WHAT TO DO
Copy all of the material below word for word, leaving out the pictures.

* * * * *

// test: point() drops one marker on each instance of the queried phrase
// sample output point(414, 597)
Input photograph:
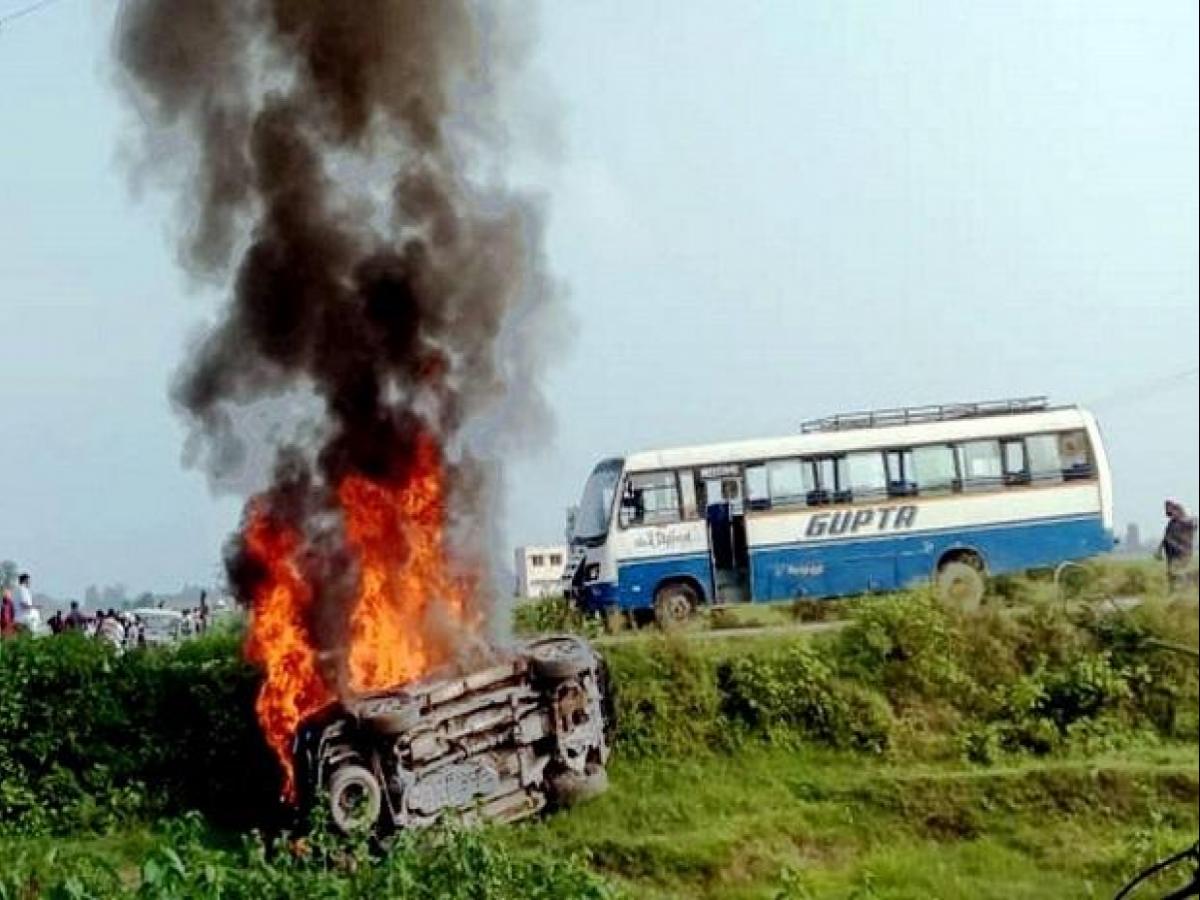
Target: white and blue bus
point(855, 503)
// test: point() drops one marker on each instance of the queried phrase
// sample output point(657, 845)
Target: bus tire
point(960, 586)
point(673, 605)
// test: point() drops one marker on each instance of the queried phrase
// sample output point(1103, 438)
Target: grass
point(1092, 581)
point(726, 783)
point(774, 823)
point(771, 823)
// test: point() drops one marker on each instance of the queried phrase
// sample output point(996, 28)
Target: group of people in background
point(18, 610)
point(123, 629)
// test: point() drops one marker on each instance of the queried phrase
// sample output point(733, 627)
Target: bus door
point(720, 495)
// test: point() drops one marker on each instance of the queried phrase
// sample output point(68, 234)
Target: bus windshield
point(592, 520)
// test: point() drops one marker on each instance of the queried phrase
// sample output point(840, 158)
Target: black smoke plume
point(339, 166)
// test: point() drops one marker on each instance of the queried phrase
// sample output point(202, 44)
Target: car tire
point(355, 798)
point(673, 605)
point(558, 659)
point(396, 721)
point(960, 586)
point(571, 787)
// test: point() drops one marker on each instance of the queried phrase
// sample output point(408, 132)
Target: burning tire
point(561, 658)
point(573, 787)
point(497, 743)
point(355, 798)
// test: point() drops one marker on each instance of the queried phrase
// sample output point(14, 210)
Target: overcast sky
point(762, 211)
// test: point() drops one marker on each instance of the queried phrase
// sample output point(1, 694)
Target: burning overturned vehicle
point(499, 743)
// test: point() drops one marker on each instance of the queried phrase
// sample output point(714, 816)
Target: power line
point(24, 11)
point(1138, 391)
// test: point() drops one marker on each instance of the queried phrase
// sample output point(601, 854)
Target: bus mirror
point(630, 508)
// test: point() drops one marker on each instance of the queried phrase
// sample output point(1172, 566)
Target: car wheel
point(561, 658)
point(573, 787)
point(960, 586)
point(355, 798)
point(673, 606)
point(395, 721)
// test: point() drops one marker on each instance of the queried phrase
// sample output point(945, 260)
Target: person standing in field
point(1177, 545)
point(7, 613)
point(75, 618)
point(28, 615)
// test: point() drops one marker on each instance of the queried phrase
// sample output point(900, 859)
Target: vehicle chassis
point(501, 743)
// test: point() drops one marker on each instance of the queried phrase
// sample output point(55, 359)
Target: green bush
point(467, 865)
point(667, 699)
point(795, 693)
point(89, 738)
point(553, 615)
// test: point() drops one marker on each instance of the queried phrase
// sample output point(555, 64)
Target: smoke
point(340, 167)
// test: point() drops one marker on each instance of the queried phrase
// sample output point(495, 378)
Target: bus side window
point(901, 474)
point(1045, 462)
point(822, 480)
point(651, 498)
point(1077, 457)
point(934, 469)
point(787, 483)
point(865, 475)
point(979, 465)
point(688, 493)
point(757, 496)
point(1017, 471)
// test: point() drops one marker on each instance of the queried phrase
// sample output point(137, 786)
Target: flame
point(407, 603)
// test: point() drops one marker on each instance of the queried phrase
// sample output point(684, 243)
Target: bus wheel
point(960, 586)
point(673, 605)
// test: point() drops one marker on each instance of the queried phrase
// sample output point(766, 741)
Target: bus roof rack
point(937, 413)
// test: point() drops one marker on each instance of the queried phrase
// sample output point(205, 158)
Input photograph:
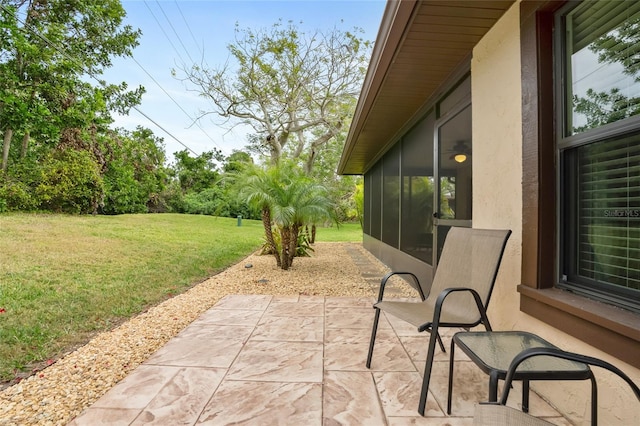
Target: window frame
point(566, 143)
point(610, 329)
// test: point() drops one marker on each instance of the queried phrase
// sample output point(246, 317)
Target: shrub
point(69, 182)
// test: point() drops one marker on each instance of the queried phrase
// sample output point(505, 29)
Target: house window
point(597, 57)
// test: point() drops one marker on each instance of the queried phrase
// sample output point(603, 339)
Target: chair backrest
point(470, 258)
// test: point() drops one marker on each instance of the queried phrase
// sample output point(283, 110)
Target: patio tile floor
point(269, 360)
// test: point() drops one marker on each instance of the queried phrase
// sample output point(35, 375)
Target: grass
point(63, 278)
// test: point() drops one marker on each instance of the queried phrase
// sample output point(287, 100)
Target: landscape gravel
point(58, 393)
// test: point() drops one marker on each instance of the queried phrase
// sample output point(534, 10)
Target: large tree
point(296, 90)
point(49, 51)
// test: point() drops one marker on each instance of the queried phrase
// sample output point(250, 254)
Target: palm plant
point(288, 199)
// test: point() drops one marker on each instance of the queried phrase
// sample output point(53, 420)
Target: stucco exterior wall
point(497, 203)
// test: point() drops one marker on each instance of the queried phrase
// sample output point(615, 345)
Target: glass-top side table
point(493, 351)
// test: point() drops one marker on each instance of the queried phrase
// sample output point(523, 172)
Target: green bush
point(15, 195)
point(69, 182)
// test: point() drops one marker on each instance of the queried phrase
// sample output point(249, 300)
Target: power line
point(174, 31)
point(175, 102)
point(163, 31)
point(75, 61)
point(189, 28)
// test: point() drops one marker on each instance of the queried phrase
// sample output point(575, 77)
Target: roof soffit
point(419, 45)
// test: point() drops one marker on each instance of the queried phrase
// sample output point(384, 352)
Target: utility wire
point(90, 74)
point(175, 102)
point(189, 28)
point(175, 32)
point(163, 31)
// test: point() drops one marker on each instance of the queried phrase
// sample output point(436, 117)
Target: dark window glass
point(417, 191)
point(376, 200)
point(367, 204)
point(602, 45)
point(600, 176)
point(391, 197)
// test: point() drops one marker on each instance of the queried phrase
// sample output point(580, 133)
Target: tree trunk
point(285, 235)
point(8, 134)
point(25, 144)
point(293, 242)
point(268, 233)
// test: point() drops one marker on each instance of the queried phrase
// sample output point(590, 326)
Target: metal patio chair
point(464, 279)
point(498, 414)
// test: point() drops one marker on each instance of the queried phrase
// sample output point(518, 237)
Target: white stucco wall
point(497, 203)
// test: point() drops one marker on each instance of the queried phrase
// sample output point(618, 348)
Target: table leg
point(525, 395)
point(450, 388)
point(493, 386)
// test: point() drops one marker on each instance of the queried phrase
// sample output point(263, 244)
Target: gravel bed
point(58, 393)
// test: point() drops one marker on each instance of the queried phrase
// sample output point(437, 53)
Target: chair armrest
point(440, 301)
point(383, 283)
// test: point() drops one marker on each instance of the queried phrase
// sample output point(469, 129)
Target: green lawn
point(65, 277)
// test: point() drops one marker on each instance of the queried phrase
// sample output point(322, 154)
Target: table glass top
point(497, 349)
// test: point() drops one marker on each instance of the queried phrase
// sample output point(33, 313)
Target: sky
point(182, 32)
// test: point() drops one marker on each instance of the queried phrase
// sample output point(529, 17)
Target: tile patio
point(268, 360)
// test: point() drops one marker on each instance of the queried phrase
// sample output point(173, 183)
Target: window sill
point(610, 329)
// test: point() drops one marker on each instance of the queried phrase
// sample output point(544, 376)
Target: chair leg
point(427, 370)
point(594, 401)
point(373, 336)
point(440, 343)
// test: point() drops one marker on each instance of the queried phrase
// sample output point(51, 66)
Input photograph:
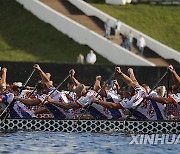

* * * * *

PROBLEM SOLUTION
// test: point() drops one marker on each instance of the queried phrase
// sample output point(414, 597)
Input photograph:
Target: white and blue bus
point(855, 503)
// test: point() drops one marker on each instance of the queried phrase
// sample output point(657, 845)
Target: bus tire
point(960, 586)
point(673, 605)
// test: point() drops one marker on each instance of the queried phrase
// sample output point(1103, 438)
Target: grass
point(1092, 581)
point(726, 783)
point(774, 823)
point(771, 823)
// test: point() drops one marker on each instance of the queried phrase
// sample output point(996, 28)
Target: group of people in background
point(18, 610)
point(123, 629)
// test: point() drops one marker on each instance of the queried phrase
// sample output point(733, 627)
Target: bus door
point(720, 495)
// test: point() drops one marker on each instance of the queried phrase
// sample output point(68, 234)
Target: bus windshield
point(592, 520)
// test: point() drops one marker on each instance of the queried phrase
// sample output point(840, 158)
Target: black smoke plume
point(339, 166)
// test: point() drops one marker on each instance of the queried phrase
// sample output point(202, 44)
Target: car tire
point(355, 798)
point(673, 605)
point(558, 659)
point(396, 721)
point(960, 586)
point(571, 787)
// test: point() drops one marker on each instance of the queried phrase
// sample output point(408, 132)
Target: burning tire
point(561, 658)
point(573, 787)
point(497, 743)
point(355, 798)
// test: point() drops one marker on each instance of the queried phrase
// sample output point(14, 210)
Target: overcast sky
point(762, 211)
// test: point() drops one marker on each instance of the queried phrase
// sample output point(1, 694)
Target: burning overturned vehicle
point(499, 743)
// test: point() drops one marker on each instance of the queried phrase
// sample output point(714, 816)
Target: power line
point(24, 11)
point(1138, 391)
// test: point() drops one marker on each instance of the queried phrase
// sample output point(601, 854)
Target: bus mirror
point(630, 508)
// test: point() drops one marker on each instance of the queried phrase
// sample output point(1172, 566)
Target: car wheel
point(561, 658)
point(573, 787)
point(960, 586)
point(355, 798)
point(673, 606)
point(395, 721)
// test: point() drops one marker on each instance of the queried phrase
// sample output point(945, 260)
Target: person standing in field
point(1177, 545)
point(7, 613)
point(75, 618)
point(28, 615)
// test: point() drops one marker on each instance of the queried phrase
// sample output point(900, 859)
Target: vehicle chassis
point(501, 743)
// test: point() drops one marker on each instance of the queried phrase
// sample output point(55, 359)
Target: green bush
point(467, 865)
point(667, 699)
point(795, 693)
point(89, 738)
point(553, 615)
// test: point() drops one marker on each instance of the queried phrase
// sample output point(555, 64)
Target: smoke
point(340, 167)
// test: point() drops one marker on each instance of the queried phrase
// sample output point(495, 378)
Target: bus side window
point(901, 474)
point(1045, 462)
point(822, 480)
point(651, 498)
point(1077, 457)
point(934, 469)
point(787, 483)
point(865, 475)
point(979, 465)
point(688, 493)
point(757, 496)
point(1017, 471)
// test: point() drops one marker on each instance of the queried phrase
// sample output point(137, 786)
Target: flame
point(407, 603)
// test: point() drops one marker on each instance of the queried phrase
// sample output point(684, 243)
Target: bus wheel
point(960, 586)
point(673, 605)
// test: point() drops one marker on each instance of the queried phrase
// sample output point(766, 741)
Target: bus roof rack
point(937, 413)
// test: point() drops one marker on each instance of the queried phrase
// sample output point(205, 158)
Input photograph:
Target: window frame
point(566, 143)
point(610, 329)
// test: point() drops one marker on each instance of the queried phrase
// sample output point(246, 317)
Target: shrub
point(69, 182)
// test: point() drops one marker on each instance of the queried phrase
// sample output point(505, 29)
Target: house window
point(597, 57)
// test: point() drops one marker on each instance of the queried phrase
// sample output point(603, 339)
Target: chair backrest
point(470, 258)
// test: point() drops one marker on each instance of the queried phrase
// sample output point(283, 110)
Target: patio tile floor
point(269, 360)
// test: point() drops one marker on each instance of the queried phrase
// sample output point(35, 375)
Target: grass
point(63, 278)
// test: point() drops one marker on each instance of the queried phrase
// sample output point(287, 100)
Target: landscape gravel
point(58, 393)
// test: point() drops one marker on each instance of the queried phrase
// sample output point(534, 10)
Target: large tree
point(296, 90)
point(49, 51)
// test: point() drops one marker on each instance of the queried phrase
// sample output point(250, 254)
Target: palm plant
point(288, 199)
// test: point() drops one marker on each instance of the queried phrase
// sample output point(53, 420)
Target: stucco exterior wall
point(497, 203)
// test: point() drops one marker on each instance of the queried phrase
// sample output point(615, 345)
Target: glass-top side table
point(493, 351)
// test: point() drops one marker on each instance of the queried phrase
// sample output point(523, 172)
Target: green bush
point(15, 195)
point(69, 182)
// test: point() drops one marker on each instance of the queried phrase
// sample output point(249, 300)
Target: power line
point(174, 31)
point(175, 102)
point(163, 31)
point(75, 61)
point(189, 28)
// test: point() drops one marker on each instance of the queried phrase
// sample output point(575, 77)
Target: roof soffit
point(419, 45)
// test: point() drops one marker on each instance of the queried phrase
// sample output point(384, 352)
Target: utility wire
point(90, 74)
point(175, 102)
point(189, 28)
point(175, 32)
point(163, 31)
// test: point() drops one marker on each instance of the queried phrase
// sample output point(436, 117)
Target: dark window glass
point(417, 191)
point(376, 200)
point(367, 204)
point(602, 45)
point(600, 176)
point(391, 197)
// test: point() drops one marker on each instance of the queried phrase
// sample output point(580, 133)
Target: tree trunk
point(285, 235)
point(8, 134)
point(25, 144)
point(293, 242)
point(268, 233)
// test: point() drops one marker on each instance of the queried phrase
// sample output point(590, 326)
Target: metal patio chair
point(464, 279)
point(498, 414)
// test: point() drops one marker on each instance of the queried phrase
// sample output point(518, 237)
Target: white stucco wall
point(497, 203)
// test: point() drops one marker on each instance of the queried phrase
// sample output point(618, 348)
Target: table leg
point(525, 395)
point(450, 388)
point(493, 386)
// test: point() drops one marker on each instance of the queried phrase
// sample output point(263, 244)
Target: gravel bed
point(58, 393)
// test: point() drops one marker on each instance of the queried phrase
// sample output point(437, 53)
Target: chair armrest
point(440, 301)
point(383, 283)
// test: point() drops one marker on each instance of the queried phrase
// sample output point(469, 129)
Target: green lawn
point(65, 277)
// test: point() drops one marker on each instance of the queried phrase
// sample output point(322, 154)
Target: table glass top
point(497, 349)
// test: point() drops one marker on each instance of the queried phrase
// sample output point(33, 313)
Target: sky
point(182, 32)
// test: point() drops one marker on each instance of the queried phrase
// sample output point(529, 17)
Target: tile patio
point(268, 360)
// test: point() drops one marker on each instance of the queried phrase
// sample output point(173, 183)
Target: window sill
point(610, 329)
// test: point() drops one marker on each instance of the queried phrase
// sample output point(544, 376)
Target: chair leg
point(427, 370)
point(594, 401)
point(373, 336)
point(440, 343)
// test: point() drops one marker on each instance of the queried phrase
// sample output point(51, 66)
Input photograph:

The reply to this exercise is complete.